■ **Data**
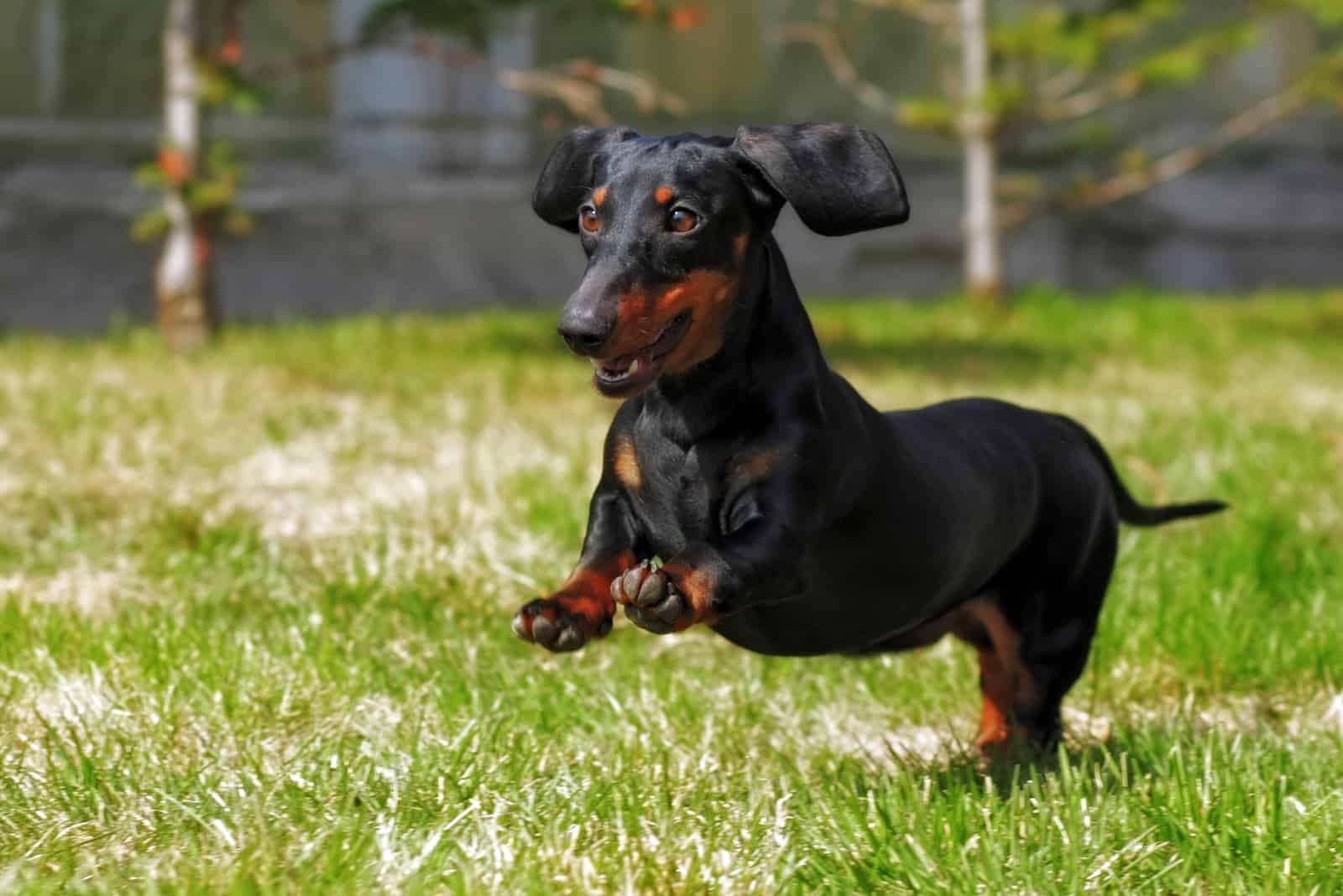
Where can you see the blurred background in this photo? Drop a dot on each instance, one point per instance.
(362, 156)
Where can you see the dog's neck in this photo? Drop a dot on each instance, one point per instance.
(770, 340)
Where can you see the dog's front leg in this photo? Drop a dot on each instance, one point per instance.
(583, 607)
(754, 565)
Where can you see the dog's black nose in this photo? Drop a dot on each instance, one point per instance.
(584, 333)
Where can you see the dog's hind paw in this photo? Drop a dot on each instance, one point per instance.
(651, 598)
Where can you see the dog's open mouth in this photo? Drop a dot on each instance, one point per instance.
(628, 373)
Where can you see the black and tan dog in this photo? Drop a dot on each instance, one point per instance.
(794, 518)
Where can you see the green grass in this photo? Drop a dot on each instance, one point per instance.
(255, 628)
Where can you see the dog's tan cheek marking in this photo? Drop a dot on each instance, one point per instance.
(708, 294)
(756, 466)
(626, 466)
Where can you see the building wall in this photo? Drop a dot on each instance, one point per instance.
(375, 196)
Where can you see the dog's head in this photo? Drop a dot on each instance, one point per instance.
(669, 226)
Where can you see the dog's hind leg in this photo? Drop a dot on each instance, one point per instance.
(1058, 644)
(1033, 635)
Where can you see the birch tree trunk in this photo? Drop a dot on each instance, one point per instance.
(984, 250)
(185, 279)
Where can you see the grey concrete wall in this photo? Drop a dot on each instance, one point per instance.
(336, 243)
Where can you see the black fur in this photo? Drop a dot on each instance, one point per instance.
(819, 524)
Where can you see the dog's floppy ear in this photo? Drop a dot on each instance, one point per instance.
(568, 174)
(839, 179)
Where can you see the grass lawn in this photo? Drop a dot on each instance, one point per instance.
(255, 628)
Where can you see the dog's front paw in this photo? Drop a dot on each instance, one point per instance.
(557, 628)
(651, 598)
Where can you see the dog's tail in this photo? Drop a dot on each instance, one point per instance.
(1130, 510)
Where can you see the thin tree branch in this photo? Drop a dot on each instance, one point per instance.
(1088, 102)
(577, 85)
(1253, 121)
(928, 11)
(839, 63)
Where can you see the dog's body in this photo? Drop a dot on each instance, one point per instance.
(792, 517)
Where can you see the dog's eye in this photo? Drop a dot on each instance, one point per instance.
(684, 221)
(588, 219)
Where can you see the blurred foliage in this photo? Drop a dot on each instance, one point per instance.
(478, 19)
(212, 185)
(1060, 71)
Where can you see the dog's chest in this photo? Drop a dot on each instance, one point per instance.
(677, 492)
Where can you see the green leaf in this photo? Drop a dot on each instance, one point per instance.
(151, 226)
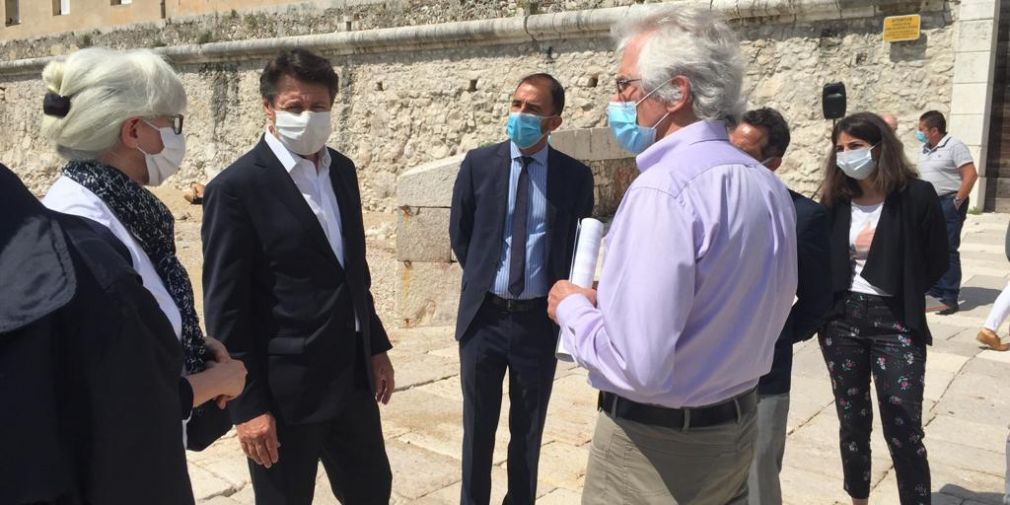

■ **Exercise objective**
Please rewrite the rows above, substituting "Put a dot" for every "Drop a dot" and keeping everything else the same. Leave the pictures out.

■ **Answer to this task**
Where can you see the blurred background in this photo? Put a dot on each instance, one point per instance.
(362, 156)
Where can you see the dog's neck in this photo? Put a dot on each instance, one point per instance.
(770, 340)
Where can you see the dog's front leg in this photo? Put a dot on each instance, one point per instance.
(583, 607)
(754, 565)
Where can you see the dog's black nose in this photo? Put a dot on each instance, one point per instance.
(584, 333)
Where can you see the dog's hind paw in this photo? Put a dot on each instance, one point per instance.
(651, 598)
Where can you see the dog's open mouth in this photo? Put a dot on each instance, one point per instance.
(628, 373)
Where can you see the black and tan dog in this photo? Put a dot on each instance, one point per instance.
(794, 518)
Where can you see the green grass in this photo? Put a dot on each instance, one point per instance.
(255, 628)
Where can you see the dog's tan cheek marking in this photo? Put a dot on each instance, one point per instance.
(708, 294)
(756, 466)
(626, 466)
Where can you see the building wall in this photo? Put a dot on each instance, one point per instance.
(375, 196)
Where can you see the dog's head in this photo? Put a dot on each instance, one point per instance.
(669, 226)
Where can you see the dog's hind leg in this photo? Put a dot on each instance, one point per instance.
(1058, 644)
(1033, 635)
Where can you see the birch tree trunk in this photo? Put a dot on each instance, one point per instance.
(984, 250)
(185, 279)
Where can you see the grey concrete wall in this photo? Put a dot on each instance, one point per instance.
(336, 243)
Where can you see the black fur in this photo? Put a dot on each instance, one point per instance.
(819, 524)
Where can you see the dog's floppy ear in this photo? Put a dot on each instance, one point per instance.
(568, 174)
(839, 179)
Where can you see the grass lawn in this photo? Put a dot on each instance, one point per instance.
(255, 628)
Where can you see the dog's front paw in this photo? Put a dot on each instance, one point per instance.
(557, 628)
(651, 598)
Where can you see the dog's tail in this photo? Put a dot on each instance, one point per instance.
(1130, 510)
Where can you see the thin tree branch in this photo? Put a dot on each instance, one point per instance.
(1088, 102)
(577, 85)
(1253, 121)
(928, 11)
(839, 63)
Where can you see the dog's body in this photo? Put a dot on each instance, one point per instance.
(792, 517)
Where can you see the dog's eye in this photo? Put a dot on each instance, one point per instance.
(684, 221)
(588, 219)
Where can you see the blurred foliage in this photo? Put a dot on each instance, one point per instance.
(478, 19)
(212, 185)
(1060, 71)
Where can you see the dog's chest in this photo? Put a dot on each instance, one point per instance.
(677, 492)
Where can you see the green leaf in this photo? Put a dot on each instance, one point per instance.
(151, 226)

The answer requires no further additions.